== AIM OF THE TASK ==
Write out the following lines exactly as they appear.

Coordinate annotation records
▼

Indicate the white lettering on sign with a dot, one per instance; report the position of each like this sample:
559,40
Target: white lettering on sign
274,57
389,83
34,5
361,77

▲

== CORRECT ANSWER ==
Indicate the white lettering on sign with a dot, one per instance; report the position of each like this sample:
559,40
Target: white lettering on sign
274,57
389,83
34,5
361,77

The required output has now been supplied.